▸ EXERCISE: In the RGB forum thread, whose software does shilka say is needed for the GPU?

▸ DOCUMENT EXCERPT:
○ ○ ○

# RGB, PLEASE HELP



## Asmodian

Buy the same brand of everything. RGB control software is surprisingly bad and fragmented between brands. 

Sorry.


----------



## shilka

None of the parts you have can talk to each other so you need the use the Razer software for the mouse and keyboard and fans the EVGA software for the GPU and the Asus software for the motherboard

In short you cant synch the things you have its a random mismatch of stuff
I have the same problem by the way my mouse needs its own software so does the keyboard the GPU and motherboard and nothing of course can talk to each other

At least you only got to work with 3 and not 4 like me but i only use a single static color for my RGB


----------



## EJ_PC

Asmodian said:


> Buy the same brand of everything. RGB control software is surprisingly bad and fragmented between brands.
> 
> Sorry.


I will take that into account next time. Thanks for your response.

○ ○ ○

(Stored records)
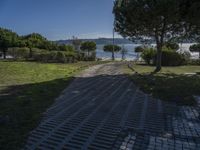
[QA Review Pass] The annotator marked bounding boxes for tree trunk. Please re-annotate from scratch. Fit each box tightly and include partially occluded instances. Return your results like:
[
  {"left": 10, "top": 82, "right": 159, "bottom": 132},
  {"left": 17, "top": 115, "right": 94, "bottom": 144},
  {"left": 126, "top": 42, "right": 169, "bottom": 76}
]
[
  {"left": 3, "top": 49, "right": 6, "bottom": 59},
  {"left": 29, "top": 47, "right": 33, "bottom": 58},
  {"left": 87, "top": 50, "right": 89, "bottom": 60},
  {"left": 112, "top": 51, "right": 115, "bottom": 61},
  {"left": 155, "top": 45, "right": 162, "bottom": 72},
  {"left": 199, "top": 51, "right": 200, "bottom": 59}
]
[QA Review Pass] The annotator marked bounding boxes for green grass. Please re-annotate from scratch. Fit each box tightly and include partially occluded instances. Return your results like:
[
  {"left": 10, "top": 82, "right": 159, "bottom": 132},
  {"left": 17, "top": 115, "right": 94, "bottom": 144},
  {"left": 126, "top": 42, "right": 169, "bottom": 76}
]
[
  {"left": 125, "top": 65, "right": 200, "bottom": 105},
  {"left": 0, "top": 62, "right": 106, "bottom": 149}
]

○ ○ ○

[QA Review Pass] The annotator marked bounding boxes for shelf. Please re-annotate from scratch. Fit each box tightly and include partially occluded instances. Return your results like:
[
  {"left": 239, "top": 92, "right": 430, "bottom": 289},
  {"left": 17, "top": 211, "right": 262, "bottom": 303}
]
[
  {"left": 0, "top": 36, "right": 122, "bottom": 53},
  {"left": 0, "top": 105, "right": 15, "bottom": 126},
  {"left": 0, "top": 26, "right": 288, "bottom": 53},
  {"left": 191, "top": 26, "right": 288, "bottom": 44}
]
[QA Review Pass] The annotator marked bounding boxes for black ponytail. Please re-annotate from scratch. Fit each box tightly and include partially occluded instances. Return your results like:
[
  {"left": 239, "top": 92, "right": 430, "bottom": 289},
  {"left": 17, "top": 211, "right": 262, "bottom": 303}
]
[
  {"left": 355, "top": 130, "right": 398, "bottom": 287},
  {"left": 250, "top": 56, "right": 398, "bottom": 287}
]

○ ○ ○

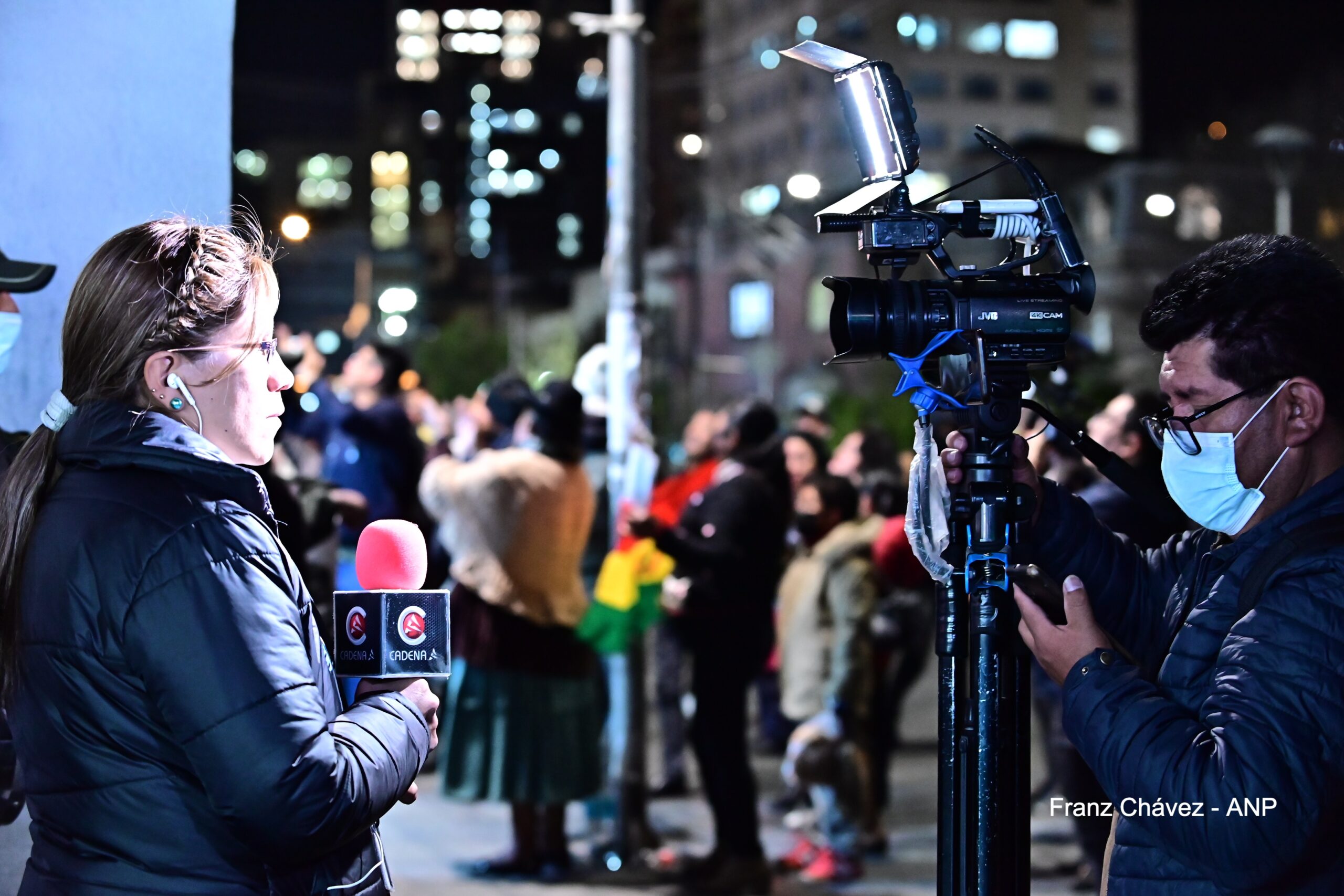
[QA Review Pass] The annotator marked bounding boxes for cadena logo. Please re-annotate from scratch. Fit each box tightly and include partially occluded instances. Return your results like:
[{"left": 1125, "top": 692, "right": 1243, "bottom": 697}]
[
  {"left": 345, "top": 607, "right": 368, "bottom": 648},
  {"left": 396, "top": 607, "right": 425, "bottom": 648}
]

○ ○ ○

▸ IN RESPONSE: EVGA's software.